- **Aim**: Copy every entry exactly.

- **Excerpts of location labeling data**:
========================================================================

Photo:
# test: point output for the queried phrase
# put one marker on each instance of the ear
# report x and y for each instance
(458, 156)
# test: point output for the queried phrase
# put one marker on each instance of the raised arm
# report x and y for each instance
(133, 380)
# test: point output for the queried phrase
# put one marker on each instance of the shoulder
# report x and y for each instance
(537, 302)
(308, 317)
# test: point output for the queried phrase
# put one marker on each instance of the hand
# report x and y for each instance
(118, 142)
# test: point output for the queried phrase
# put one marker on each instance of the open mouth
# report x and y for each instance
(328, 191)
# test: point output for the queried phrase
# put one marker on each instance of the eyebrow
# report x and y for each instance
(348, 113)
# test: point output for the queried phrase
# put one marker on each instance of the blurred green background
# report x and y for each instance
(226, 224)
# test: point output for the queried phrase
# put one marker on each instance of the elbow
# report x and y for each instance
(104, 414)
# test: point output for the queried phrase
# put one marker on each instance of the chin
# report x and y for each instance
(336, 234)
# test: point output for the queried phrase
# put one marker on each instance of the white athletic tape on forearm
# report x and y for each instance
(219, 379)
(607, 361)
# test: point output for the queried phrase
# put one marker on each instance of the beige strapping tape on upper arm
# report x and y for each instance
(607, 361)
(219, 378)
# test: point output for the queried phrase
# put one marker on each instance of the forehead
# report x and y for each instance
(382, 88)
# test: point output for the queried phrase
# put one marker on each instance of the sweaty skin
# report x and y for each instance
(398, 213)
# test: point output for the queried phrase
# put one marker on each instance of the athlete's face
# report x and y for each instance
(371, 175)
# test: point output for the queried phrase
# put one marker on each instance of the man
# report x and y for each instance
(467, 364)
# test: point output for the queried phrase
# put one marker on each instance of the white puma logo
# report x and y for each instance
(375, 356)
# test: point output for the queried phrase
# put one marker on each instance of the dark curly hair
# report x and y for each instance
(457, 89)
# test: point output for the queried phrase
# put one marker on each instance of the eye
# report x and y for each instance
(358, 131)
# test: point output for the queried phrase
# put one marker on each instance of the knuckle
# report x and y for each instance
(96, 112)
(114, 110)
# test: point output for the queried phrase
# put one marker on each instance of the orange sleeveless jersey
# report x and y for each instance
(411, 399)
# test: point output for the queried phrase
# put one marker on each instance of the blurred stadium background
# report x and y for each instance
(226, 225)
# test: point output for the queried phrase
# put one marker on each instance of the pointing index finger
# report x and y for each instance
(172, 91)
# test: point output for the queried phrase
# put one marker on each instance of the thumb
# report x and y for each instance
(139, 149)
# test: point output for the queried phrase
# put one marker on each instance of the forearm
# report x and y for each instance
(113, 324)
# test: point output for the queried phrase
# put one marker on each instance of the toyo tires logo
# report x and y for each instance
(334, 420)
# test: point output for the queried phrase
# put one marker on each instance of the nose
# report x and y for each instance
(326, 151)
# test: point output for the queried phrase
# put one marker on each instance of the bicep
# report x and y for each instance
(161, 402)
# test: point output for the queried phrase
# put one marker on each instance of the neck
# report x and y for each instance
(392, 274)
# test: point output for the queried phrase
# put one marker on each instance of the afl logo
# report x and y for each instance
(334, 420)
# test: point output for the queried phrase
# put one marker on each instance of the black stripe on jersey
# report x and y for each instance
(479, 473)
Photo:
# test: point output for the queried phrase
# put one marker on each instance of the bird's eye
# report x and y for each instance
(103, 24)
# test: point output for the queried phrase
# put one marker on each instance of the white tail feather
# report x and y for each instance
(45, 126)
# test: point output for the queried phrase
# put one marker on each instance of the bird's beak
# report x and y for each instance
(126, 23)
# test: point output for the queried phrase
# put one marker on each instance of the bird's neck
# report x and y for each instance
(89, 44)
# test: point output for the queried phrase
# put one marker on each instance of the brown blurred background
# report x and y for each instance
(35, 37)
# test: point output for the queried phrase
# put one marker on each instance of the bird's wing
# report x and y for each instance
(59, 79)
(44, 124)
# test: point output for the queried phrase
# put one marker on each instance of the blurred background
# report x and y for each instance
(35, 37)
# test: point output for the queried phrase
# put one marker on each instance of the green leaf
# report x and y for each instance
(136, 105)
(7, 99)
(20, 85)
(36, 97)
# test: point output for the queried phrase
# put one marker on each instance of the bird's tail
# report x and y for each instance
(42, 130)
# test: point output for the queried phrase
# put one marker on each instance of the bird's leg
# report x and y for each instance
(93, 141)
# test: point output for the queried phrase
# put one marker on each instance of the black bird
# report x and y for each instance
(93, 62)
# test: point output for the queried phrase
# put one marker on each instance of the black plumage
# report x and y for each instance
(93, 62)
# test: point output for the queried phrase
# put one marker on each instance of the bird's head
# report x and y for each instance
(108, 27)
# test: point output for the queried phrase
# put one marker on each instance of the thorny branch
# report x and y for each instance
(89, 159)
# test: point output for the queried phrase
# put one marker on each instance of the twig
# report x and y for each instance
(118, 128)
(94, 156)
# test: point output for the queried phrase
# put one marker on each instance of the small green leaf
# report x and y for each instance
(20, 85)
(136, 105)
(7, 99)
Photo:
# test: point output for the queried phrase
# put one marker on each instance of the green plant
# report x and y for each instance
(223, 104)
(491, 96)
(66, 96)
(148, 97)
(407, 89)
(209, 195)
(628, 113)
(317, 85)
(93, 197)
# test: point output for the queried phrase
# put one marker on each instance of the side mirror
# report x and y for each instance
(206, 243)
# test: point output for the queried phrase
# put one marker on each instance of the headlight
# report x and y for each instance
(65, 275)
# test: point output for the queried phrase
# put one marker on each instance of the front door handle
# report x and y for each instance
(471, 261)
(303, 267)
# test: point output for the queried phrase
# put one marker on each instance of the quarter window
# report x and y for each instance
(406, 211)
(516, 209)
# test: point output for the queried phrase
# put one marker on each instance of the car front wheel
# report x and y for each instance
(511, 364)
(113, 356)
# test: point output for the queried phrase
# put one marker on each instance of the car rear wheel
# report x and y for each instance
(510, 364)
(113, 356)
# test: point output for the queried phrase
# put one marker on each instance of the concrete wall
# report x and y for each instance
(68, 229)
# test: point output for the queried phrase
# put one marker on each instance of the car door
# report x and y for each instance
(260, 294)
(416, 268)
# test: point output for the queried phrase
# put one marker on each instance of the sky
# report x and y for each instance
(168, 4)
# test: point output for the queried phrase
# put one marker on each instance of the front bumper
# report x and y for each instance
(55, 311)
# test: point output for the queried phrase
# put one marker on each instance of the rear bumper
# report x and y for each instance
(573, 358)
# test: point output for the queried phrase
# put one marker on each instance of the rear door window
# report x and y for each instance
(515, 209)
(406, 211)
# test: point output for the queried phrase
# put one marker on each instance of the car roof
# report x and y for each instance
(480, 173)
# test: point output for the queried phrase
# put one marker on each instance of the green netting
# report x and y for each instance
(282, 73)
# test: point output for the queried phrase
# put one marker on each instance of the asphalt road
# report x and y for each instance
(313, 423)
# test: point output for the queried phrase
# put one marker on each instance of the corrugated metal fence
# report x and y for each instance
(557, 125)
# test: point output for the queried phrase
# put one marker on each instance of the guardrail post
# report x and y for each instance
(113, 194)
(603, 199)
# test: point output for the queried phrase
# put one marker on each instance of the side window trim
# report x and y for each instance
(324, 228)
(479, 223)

========================================================================

- **Task result**:
Photo:
# test: point output for the queried phrase
# put one marker on each instance of the ear
# report x and y for each instance
(458, 156)
# test: point output for the queried phrase
# put one marker on each instance of the raised arm
# report x and y for each instance
(133, 380)
# test: point output for the queried phrase
# put one marker on each instance of the shoulder
# report x and y for each instance
(537, 302)
(308, 317)
# test: point output for the queried phrase
# put one marker on each instance of the hand
# report x and y for each instance
(118, 142)
# test: point output for the queried phrase
# put one marker on each instance of the open mouth
# report x and y for each instance
(328, 191)
# test: point output for the queried phrase
# put one marker on each instance of the eyebrow
# report x and y for each instance
(348, 113)
# test: point output for the queried phrase
# put one marker on each instance of the blurred green background
# report x and y for each instance
(226, 224)
# test: point output for the queried phrase
# put one marker on each instance of the elbow
# report x and y for each instance
(104, 414)
# test: point output for the queried phrase
# put one marker on each instance of the chin
# report x and y for each instance
(336, 234)
# test: point output for the queried phrase
# put one marker on each instance of the white athletic tape on forearm
# report x and y for each instance
(219, 379)
(607, 361)
# test: point output for the queried phrase
# put one marker on each instance of the beige strapping tape on upper arm
# report x and y for each instance
(607, 361)
(219, 378)
# test: point output for the queried phrase
# put one marker on each instance of the forehead
# report x and y for each instance
(382, 88)
# test: point output for the queried phrase
# put one marker on each instance of the sweaty skin
# report x and y for each instance
(398, 213)
# test: point output for the queried phrase
# put one marker on each instance of the athlete's face
# report x and y for each instance
(371, 175)
# test: point output for the queried phrase
# put one marker on each instance of the man
# report x and y for each instance
(467, 364)
# test: point output for the queried phrase
# put one marker on each instance of the white puma logo
# report x and y for each instance
(375, 356)
# test: point output for the queried phrase
# put one marker on each instance of the dark curly hair
# report x and y for each instance
(457, 89)
# test: point output for the queried phrase
# put one marker on each instance of the eye
# report x and y for each instance
(358, 131)
# test: point output for the queried phrase
# put one marker on each instance of the knuckle
# report x and y for each instance
(96, 112)
(114, 110)
# test: point output for the queried phrase
# put one marker on each instance of the orange sleeveless jersey
# report x and y for each instance
(411, 399)
# test: point output for the queried phrase
# put one marker on each instance of the blurred stadium background
# report x and y for each instance
(226, 225)
# test: point output for the queried phrase
# put one marker on each instance of the pointing index finger
# report x and y for each instance
(172, 91)
# test: point output for the queried phrase
# put one marker on each instance of the thumb
# report x and y for each instance
(139, 149)
# test: point output for the queried phrase
# put one marker on each instance of the forearm
# report x and y for each instance
(113, 324)
# test: point output for the queried phrase
# put one marker on each instance of the toyo tires logo
# report x and y for each instance
(334, 420)
# test: point output for the queried phrase
# put one marker on each instance of the nose
# report x and y for each instance
(326, 151)
# test: point output for the queried phrase
# put one marker on each instance of the bicep
# report x and y for each instance
(161, 402)
# test: point output for the queried phrase
# put one marker on each instance of the neck
# report x and y for each instance
(392, 274)
# test: point output for the queried phrase
# put one marker on each instance of the afl logo
# report x and y for each instance
(334, 420)
# test: point output for the queried phrase
# put one marker on each instance of the black stripe on jersey
# report x and y for each instance
(479, 473)
Photo:
# test: point output for the queried phrase
# put one marker on each instance of the bird's eye
# report x and y for each instance
(103, 24)
# test: point output for the queried phrase
# put one marker on each instance of the white tail feather
# report x and y for each instance
(45, 126)
# test: point output for the queried phrase
# put one marker on each instance of the bird's beak
# report x and y for each instance
(126, 23)
# test: point output for the queried phrase
# put one marker on each instance of the bird's neck
# report x and y for each instance
(89, 44)
# test: point output for the queried phrase
# put one marker on each instance of the brown blurred background
# report x and y for each instance
(35, 37)
# test: point output for the queried phrase
# put one marker on each instance of the bird's wing
# report x and y for each instance
(59, 79)
(44, 124)
# test: point output for the queried phrase
# put one marker on each instance of the blurred background
# report x and y for each instance
(35, 37)
# test: point output for the queried phrase
# put one marker on each instance of the green leaf
# report x and y for each instance
(136, 105)
(7, 99)
(20, 85)
(36, 97)
# test: point output for the queried phrase
# put one marker on each instance of the bird's tail
# report x and y for each instance
(42, 130)
# test: point output for the queried phrase
# put one marker on each instance of the bird's leg
# report x and y for each instance
(93, 141)
# test: point output for the queried phrase
# put one marker on each instance of the black bird
# report x and y for each instance
(93, 62)
# test: point output for the queried phrase
# put one marker on each instance of the black plumage
# report x and y for each instance
(93, 62)
# test: point output for the queried phrase
# put one marker on each instance of the bird's head
# report x and y for each instance
(108, 27)
# test: point output for the queried phrase
# put one marker on each instance of the thorny branch
# report x and y for each instance
(89, 159)
# test: point output for the queried phrase
# put one marker on each instance of the twig
# report x and y for each instance
(118, 128)
(94, 156)
# test: point output for the queried phrase
# put one marker on each instance of the small green leaf
# report x and y for each instance
(20, 85)
(136, 105)
(7, 99)
Photo:
# test: point output for the queried phrase
# put one marker on each instance of the green plant
# report x and y for each instance
(223, 104)
(491, 96)
(66, 96)
(148, 97)
(407, 89)
(209, 195)
(628, 113)
(317, 85)
(93, 197)
# test: point output for the queried phrase
# put one marker on each instance of the side mirror
# report x and y for each instance
(206, 243)
# test: point output for the queried phrase
# put one marker on each instance of the headlight
# report x and y for each instance
(65, 275)
# test: point output for the queried phrase
# put one marker on each instance of the front door handle
# report x and y for each instance
(471, 261)
(303, 267)
# test: point output for the queried phrase
# put one marker on each instance of the quarter window
# report x and y for each instance
(406, 211)
(516, 209)
# test: point output for the queried phrase
# put one marker on each instance of the car front wheel
# report x and y for each instance
(511, 364)
(113, 356)
# test: point output for the queried phrase
# put one marker on each instance of the car rear wheel
# report x and y for each instance
(510, 364)
(113, 356)
# test: point output for the queried phrase
# put one marker on each instance of the concrete wall
# report x and y for each instance
(68, 229)
# test: point output for the queried phrase
# put one marker on each instance of the car door
# report x and y for each instance
(260, 294)
(416, 268)
# test: point output for the queried phrase
# put one marker on each instance of the sky
# report x and y for each instance
(168, 4)
# test: point output for the queried phrase
# put one marker on each instance of the front bumper
# report x and y for each instance
(55, 311)
# test: point output for the queried phrase
# put one marker on each instance of the rear bumper
# report x and y for each instance
(573, 358)
# test: point output for the queried phrase
# put one marker on each instance of the rear door window
# report x and y for each instance
(515, 209)
(406, 211)
# test: point output for the queried phrase
# put one marker on each instance of the car roof
# report x and y for each instance
(480, 173)
# test: point output for the queried phrase
# put one marker on each instance of the green netting
# report x and y for each instance
(282, 73)
# test: point output for the queried phrase
# put one marker on each instance of the asphalt road
# report x and y for each instance
(313, 423)
# test: point output for the queried phrase
# put one marker on each instance of the corrugated metal fence
# report x and y for each instance
(557, 125)
# test: point output for the queried phrase
# put one marker on each instance of the guardrail post
# report x and y for each instance
(113, 194)
(603, 199)
# test: point output for the queried phrase
# put one marker on each instance of the side window trim
# report x and y for each instance
(324, 228)
(479, 223)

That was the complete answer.